* _Supplied entries_
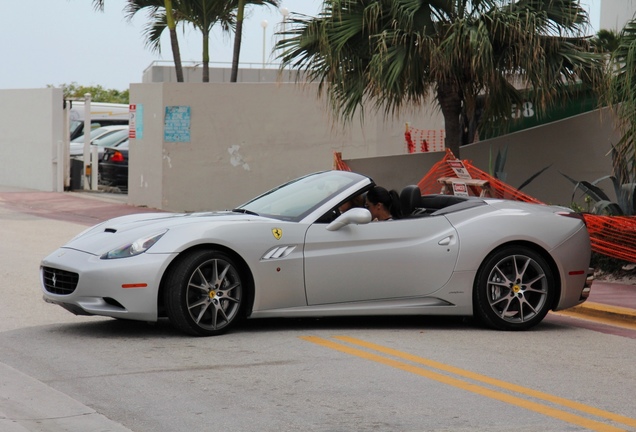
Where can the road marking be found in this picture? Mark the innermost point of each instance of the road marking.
(484, 391)
(607, 320)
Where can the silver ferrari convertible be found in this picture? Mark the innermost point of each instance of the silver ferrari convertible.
(291, 253)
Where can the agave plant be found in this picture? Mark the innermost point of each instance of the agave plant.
(624, 187)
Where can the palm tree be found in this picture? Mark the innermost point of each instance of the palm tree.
(395, 53)
(240, 14)
(134, 6)
(621, 93)
(202, 15)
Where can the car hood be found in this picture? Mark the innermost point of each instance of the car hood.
(116, 232)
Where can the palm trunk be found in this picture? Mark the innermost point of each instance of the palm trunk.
(206, 56)
(174, 43)
(176, 55)
(238, 36)
(451, 105)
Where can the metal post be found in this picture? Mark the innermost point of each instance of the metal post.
(264, 25)
(87, 138)
(94, 167)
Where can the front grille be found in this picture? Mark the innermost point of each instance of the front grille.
(58, 281)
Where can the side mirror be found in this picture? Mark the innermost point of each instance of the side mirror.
(357, 215)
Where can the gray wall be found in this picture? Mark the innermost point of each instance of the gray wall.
(31, 133)
(245, 138)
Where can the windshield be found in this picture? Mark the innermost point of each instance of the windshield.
(98, 132)
(294, 200)
(111, 138)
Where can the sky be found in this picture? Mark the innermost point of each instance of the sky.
(56, 42)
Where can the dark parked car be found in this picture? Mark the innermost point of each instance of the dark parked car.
(113, 166)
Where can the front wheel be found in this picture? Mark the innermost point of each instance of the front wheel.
(514, 289)
(204, 293)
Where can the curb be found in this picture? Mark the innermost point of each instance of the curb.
(618, 314)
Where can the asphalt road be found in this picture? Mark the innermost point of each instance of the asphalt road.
(59, 372)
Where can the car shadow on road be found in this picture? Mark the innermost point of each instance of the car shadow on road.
(126, 329)
(116, 328)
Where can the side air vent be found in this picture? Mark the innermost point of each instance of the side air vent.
(279, 252)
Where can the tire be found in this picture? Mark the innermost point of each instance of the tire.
(514, 289)
(204, 293)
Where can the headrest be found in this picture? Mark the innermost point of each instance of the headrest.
(410, 199)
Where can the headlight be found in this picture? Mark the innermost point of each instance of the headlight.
(135, 248)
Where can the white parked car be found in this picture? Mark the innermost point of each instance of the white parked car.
(290, 253)
(105, 136)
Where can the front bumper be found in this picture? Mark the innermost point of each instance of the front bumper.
(124, 288)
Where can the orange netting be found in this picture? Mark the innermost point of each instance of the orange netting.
(424, 140)
(613, 236)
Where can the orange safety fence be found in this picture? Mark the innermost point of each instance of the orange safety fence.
(424, 140)
(613, 236)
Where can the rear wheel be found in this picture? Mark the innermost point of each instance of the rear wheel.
(204, 293)
(514, 289)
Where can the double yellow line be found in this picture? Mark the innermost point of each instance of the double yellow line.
(348, 345)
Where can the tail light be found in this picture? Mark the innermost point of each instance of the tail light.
(574, 215)
(117, 157)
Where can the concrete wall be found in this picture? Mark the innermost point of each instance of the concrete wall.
(616, 13)
(244, 139)
(577, 146)
(31, 126)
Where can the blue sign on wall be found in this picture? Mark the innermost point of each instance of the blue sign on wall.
(176, 126)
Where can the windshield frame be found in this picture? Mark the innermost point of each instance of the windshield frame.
(298, 199)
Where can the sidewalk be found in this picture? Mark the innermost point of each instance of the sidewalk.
(609, 300)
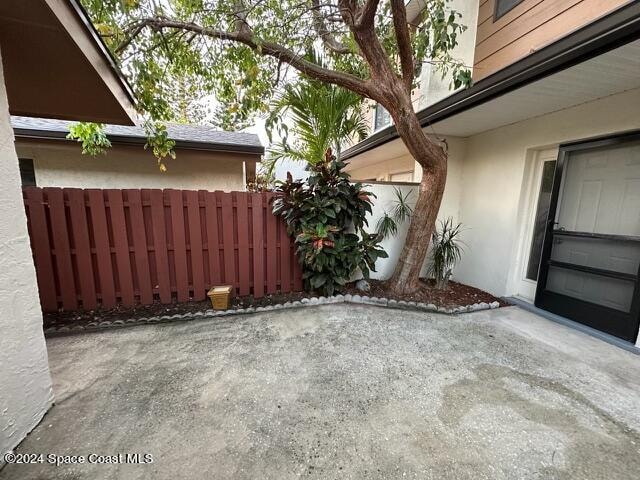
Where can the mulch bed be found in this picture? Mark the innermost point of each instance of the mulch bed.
(457, 294)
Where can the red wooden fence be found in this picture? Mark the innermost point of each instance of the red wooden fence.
(95, 248)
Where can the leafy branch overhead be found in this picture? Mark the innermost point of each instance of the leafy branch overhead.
(243, 50)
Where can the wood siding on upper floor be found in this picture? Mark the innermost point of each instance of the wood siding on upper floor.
(529, 26)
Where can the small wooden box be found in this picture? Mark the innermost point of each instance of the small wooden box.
(220, 296)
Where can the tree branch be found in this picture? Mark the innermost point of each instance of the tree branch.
(367, 14)
(272, 49)
(327, 38)
(403, 37)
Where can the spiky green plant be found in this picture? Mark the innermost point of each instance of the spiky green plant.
(386, 227)
(446, 251)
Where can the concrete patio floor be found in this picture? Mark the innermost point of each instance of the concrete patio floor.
(343, 391)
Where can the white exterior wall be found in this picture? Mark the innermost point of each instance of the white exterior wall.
(60, 164)
(25, 382)
(495, 172)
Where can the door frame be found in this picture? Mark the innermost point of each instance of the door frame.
(591, 314)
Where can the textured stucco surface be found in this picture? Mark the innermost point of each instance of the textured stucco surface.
(62, 164)
(492, 183)
(343, 391)
(25, 383)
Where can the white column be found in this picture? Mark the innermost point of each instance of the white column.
(25, 382)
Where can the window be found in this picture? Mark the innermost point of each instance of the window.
(27, 172)
(503, 6)
(540, 221)
(382, 118)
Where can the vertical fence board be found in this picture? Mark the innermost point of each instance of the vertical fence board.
(140, 237)
(60, 233)
(179, 244)
(103, 248)
(227, 236)
(195, 243)
(297, 269)
(271, 246)
(140, 246)
(121, 245)
(41, 246)
(160, 245)
(258, 244)
(285, 259)
(211, 207)
(244, 269)
(84, 262)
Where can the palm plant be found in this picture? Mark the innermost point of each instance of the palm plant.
(446, 251)
(323, 117)
(387, 226)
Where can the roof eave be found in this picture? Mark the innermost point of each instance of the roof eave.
(29, 134)
(74, 18)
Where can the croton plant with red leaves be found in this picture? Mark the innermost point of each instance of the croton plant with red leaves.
(327, 216)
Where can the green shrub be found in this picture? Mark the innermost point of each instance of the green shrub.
(327, 216)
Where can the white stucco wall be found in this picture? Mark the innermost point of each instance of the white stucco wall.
(61, 164)
(493, 176)
(25, 382)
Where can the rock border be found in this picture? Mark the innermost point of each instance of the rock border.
(305, 302)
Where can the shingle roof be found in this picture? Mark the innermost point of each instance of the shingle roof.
(186, 136)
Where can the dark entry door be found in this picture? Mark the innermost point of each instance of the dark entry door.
(591, 256)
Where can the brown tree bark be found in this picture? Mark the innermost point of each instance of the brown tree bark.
(432, 157)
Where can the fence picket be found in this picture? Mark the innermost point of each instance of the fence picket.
(195, 244)
(271, 246)
(140, 247)
(227, 236)
(121, 245)
(213, 242)
(60, 234)
(258, 244)
(163, 278)
(285, 259)
(36, 214)
(84, 262)
(102, 246)
(105, 247)
(244, 269)
(179, 244)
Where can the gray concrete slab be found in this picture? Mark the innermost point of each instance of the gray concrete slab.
(343, 391)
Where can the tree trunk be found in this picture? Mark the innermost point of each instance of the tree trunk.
(433, 159)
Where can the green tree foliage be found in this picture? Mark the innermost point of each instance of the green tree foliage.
(240, 51)
(327, 216)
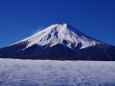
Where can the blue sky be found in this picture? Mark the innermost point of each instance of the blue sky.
(22, 18)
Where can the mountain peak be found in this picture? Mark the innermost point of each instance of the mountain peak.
(59, 41)
(62, 34)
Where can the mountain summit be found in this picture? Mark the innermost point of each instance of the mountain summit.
(61, 34)
(59, 42)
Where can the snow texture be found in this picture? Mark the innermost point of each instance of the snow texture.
(56, 73)
(60, 34)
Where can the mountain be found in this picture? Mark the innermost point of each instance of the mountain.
(59, 42)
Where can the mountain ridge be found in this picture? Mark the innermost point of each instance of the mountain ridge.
(59, 42)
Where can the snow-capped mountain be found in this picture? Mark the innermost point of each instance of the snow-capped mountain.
(59, 41)
(60, 34)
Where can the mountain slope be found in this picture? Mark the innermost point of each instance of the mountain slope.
(59, 42)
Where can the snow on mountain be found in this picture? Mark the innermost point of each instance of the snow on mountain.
(60, 34)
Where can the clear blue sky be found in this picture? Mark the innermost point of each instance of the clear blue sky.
(22, 18)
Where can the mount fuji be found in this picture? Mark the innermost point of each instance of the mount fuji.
(59, 42)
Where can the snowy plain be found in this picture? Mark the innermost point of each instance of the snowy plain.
(15, 72)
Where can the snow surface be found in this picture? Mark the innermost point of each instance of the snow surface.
(56, 73)
(57, 34)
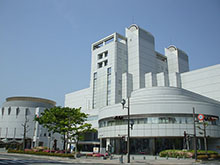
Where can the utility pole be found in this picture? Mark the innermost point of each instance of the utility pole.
(195, 141)
(128, 140)
(123, 102)
(205, 140)
(25, 126)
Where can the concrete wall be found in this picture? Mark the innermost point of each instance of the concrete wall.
(205, 81)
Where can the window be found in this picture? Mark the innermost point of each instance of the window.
(9, 110)
(95, 76)
(108, 97)
(3, 111)
(100, 56)
(109, 71)
(106, 53)
(26, 111)
(17, 111)
(14, 132)
(99, 65)
(106, 62)
(94, 89)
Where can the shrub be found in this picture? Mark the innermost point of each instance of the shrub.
(183, 153)
(203, 157)
(41, 153)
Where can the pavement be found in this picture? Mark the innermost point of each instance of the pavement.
(116, 159)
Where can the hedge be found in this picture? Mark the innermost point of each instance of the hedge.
(41, 153)
(184, 153)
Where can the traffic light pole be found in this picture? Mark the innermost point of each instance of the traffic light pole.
(195, 141)
(128, 140)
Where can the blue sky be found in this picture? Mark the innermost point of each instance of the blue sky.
(45, 45)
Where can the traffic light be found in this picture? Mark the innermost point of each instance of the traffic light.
(118, 117)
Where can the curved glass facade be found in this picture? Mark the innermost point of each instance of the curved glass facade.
(162, 119)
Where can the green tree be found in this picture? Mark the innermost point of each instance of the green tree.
(69, 122)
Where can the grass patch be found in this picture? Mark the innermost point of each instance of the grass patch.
(41, 153)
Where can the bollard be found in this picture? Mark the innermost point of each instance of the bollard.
(121, 159)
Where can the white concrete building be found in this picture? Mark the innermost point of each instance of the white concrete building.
(15, 111)
(162, 94)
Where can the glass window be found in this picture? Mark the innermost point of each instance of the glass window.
(99, 64)
(3, 111)
(17, 111)
(109, 71)
(9, 110)
(154, 120)
(26, 111)
(106, 62)
(100, 56)
(106, 53)
(95, 75)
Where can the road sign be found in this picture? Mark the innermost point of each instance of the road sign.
(201, 117)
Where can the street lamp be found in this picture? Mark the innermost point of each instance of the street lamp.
(123, 102)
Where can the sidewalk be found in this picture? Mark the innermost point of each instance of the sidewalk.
(134, 159)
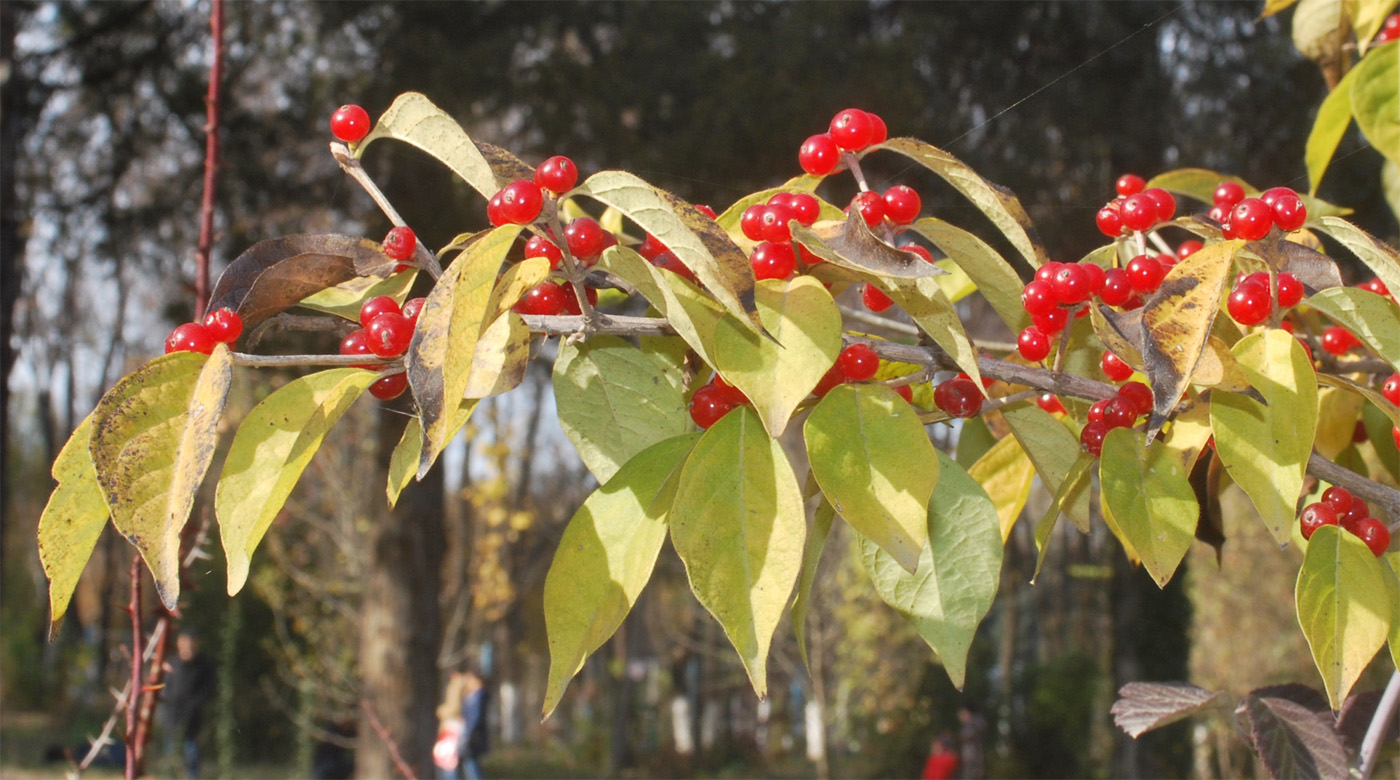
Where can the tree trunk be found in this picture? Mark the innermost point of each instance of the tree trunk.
(401, 629)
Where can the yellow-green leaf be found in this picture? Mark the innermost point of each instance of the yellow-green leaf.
(958, 573)
(1343, 608)
(1005, 474)
(72, 521)
(1266, 447)
(613, 402)
(604, 560)
(153, 437)
(875, 465)
(738, 525)
(777, 371)
(450, 324)
(270, 450)
(1151, 500)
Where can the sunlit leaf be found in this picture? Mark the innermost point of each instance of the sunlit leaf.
(1343, 607)
(738, 524)
(153, 439)
(613, 404)
(875, 465)
(958, 573)
(777, 371)
(272, 447)
(1266, 448)
(72, 521)
(604, 560)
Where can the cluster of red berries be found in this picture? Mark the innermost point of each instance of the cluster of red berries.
(385, 331)
(1253, 217)
(1133, 401)
(1136, 209)
(1340, 507)
(219, 326)
(850, 130)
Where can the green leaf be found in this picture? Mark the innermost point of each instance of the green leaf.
(811, 559)
(958, 572)
(738, 525)
(1343, 607)
(1378, 255)
(613, 402)
(450, 324)
(1329, 128)
(1266, 448)
(270, 450)
(415, 121)
(604, 560)
(875, 465)
(700, 244)
(1372, 318)
(688, 308)
(153, 437)
(1053, 450)
(997, 202)
(993, 275)
(1152, 503)
(1375, 100)
(777, 373)
(1005, 474)
(403, 462)
(72, 521)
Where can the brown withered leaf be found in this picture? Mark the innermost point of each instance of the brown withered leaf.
(851, 244)
(272, 276)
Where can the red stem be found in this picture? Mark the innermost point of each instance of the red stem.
(206, 217)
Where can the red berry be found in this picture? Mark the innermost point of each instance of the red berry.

* _What to do_
Reproduce exactly, with nothing added, the lines from the one that contains "Where can the yellow-green" to the end of the data.

* _Written answer_
Where can the yellow-green leaf be found in this picture? Mark the innermost point of each instance of the yellow-green leaf.
(958, 573)
(1343, 608)
(1005, 474)
(72, 521)
(1266, 447)
(613, 402)
(604, 560)
(153, 437)
(875, 465)
(738, 525)
(777, 371)
(450, 324)
(270, 450)
(1151, 500)
Where can the sunlit leaf be found in this picture? Mark the innermost point of each instance of the sunlit leaf.
(1343, 607)
(738, 524)
(153, 439)
(613, 404)
(875, 465)
(958, 573)
(777, 371)
(272, 447)
(1266, 448)
(72, 521)
(604, 560)
Where can the cluster of red berries be found in this picture? Mark the innermost point of each instance of the cluster of red berries.
(385, 331)
(1253, 217)
(1133, 401)
(1136, 209)
(1340, 507)
(219, 326)
(850, 130)
Where can the green leaf be found in this picture? Mark the innermost point of each instance of the green leaf.
(811, 559)
(958, 572)
(738, 525)
(1343, 607)
(1378, 255)
(613, 402)
(450, 324)
(1329, 128)
(1266, 448)
(270, 450)
(415, 121)
(604, 560)
(875, 465)
(700, 244)
(1372, 318)
(688, 308)
(153, 437)
(1053, 450)
(997, 202)
(993, 275)
(1152, 503)
(1375, 100)
(777, 373)
(1005, 474)
(403, 462)
(72, 521)
Where can the brown withered leaf be found in this picture? Mark the innermost point of each instance of the brown withered leaf.
(851, 244)
(272, 276)
Where can the red stem be found in this picture? Mark the innermost point of each instance of the red stem.
(206, 217)
Where can the red berry be found in this picture? Mark the innermost point of each instance of the red berry.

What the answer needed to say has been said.